§ QUOTED PASSAGE:
------------------------------

China treats the disputed Gilgit-Baltistan as Pakistan’s internal matter.

China’s growing appetite for energy from the Gulf is opening doors for it to assume a larger strategic and military role in the Middle East. Countries like Iran and Pakistan, which are gifted with valuable geographical locations, thrive better in a bipolar world, and the rise of China is a promising indication in this The situation is invariably making the United States work harder to maintain its alliances.
The ambition to find itself a legitimate place in the Indian Ocean is requiring China to establish permanent military bases on the Pakistani coastline.
These bases will be linked to China’s western province of Xinjiang through a web of rail and road networks which are being built through the disputed territory of Gilgit-Baltistan (G-B). China has christened this framework of regional connectivity as China-Pakistan-Economic-Corridor or CPEC. Both China and Pakistan plan to expand the scope of CPEC to Central Asian Republics, Iran, Afghanistan and the Gulf.
Many countries ambivalent about China’s true intentions are wary of investing in CPEC, since it passes through territories with contested sovereignty like Gilgit-Baltistan (G-B), and could lead to unnecessary rivalry with India.

------------------------------

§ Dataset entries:
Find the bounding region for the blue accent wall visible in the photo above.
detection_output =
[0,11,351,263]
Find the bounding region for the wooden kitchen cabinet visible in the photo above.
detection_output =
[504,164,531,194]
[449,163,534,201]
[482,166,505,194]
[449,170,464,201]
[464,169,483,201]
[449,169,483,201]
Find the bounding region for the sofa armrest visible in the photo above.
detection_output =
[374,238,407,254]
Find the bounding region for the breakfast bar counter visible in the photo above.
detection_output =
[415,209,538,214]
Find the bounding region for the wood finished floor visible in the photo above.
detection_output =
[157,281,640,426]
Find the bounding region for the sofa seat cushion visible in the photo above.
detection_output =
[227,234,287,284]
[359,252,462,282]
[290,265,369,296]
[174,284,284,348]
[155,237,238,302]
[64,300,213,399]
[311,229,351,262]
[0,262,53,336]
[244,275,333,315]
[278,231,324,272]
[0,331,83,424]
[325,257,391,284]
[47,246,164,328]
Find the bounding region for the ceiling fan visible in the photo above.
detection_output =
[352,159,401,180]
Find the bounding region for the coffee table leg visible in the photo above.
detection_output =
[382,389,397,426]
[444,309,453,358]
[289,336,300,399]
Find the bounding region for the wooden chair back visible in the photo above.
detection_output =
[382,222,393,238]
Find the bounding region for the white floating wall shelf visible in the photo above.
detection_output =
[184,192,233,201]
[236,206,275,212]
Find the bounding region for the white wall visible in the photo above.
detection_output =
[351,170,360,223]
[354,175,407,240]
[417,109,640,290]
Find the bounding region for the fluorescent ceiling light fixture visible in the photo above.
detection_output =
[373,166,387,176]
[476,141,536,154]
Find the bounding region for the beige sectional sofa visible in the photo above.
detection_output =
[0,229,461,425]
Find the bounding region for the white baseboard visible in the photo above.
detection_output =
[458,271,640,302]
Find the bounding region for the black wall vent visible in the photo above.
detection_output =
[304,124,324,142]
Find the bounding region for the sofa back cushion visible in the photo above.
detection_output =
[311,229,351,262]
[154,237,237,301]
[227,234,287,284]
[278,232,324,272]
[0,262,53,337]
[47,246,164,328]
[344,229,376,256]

------------------------------

§ WHAT TO WORK ON:
**A.** Answer these questions using the passage on China and CPEC:
(i) According to the passage, what is China's growing appetite for energy from the Gulf opening doors for?
(ii) To which western Chinese province will the bases on the Pakistani coastline be linked?
(iii) What two reasons does the passage give for countries being wary of investing in CPEC?
**B.** Reproduce the passage on China and CPEC verbatim from "The ambition to" to "rivalry with India.".
These entries come from a different source than the text.

§ COMPLETED EXERCISE:
**A.**
(i) It is opening doors for China to assume a larger strategic and military role in the Middle East.
(ii) Xinjiang.
(iii) CPEC passes through territories with contested sovereignty like Gilgit-Baltistan (G-B), and it could lead to unnecessary rivalry with India.

**B.**
The ambition to find itself a legitimate place in the Indian Ocean is requiring China to establish permanent military bases on the Pakistani coastline.
These bases will be linked to China’s western province of Xinjiang through a web of rail and road networks which are being built through the disputed territory of Gilgit-Baltistan (G-B). China has christened this framework of regional connectivity as China-Pakistan-Economic-Corridor or CPEC. Both China and Pakistan plan to expand the scope of CPEC to Central Asian Republics, Iran, Afghanistan and the Gulf.
Many countries ambivalent about China’s true intentions are wary of investing in CPEC, since it passes through territories with contested sovereignty like Gilgit-Baltistan (G-B), and could lead to unnecessary rivalry with India.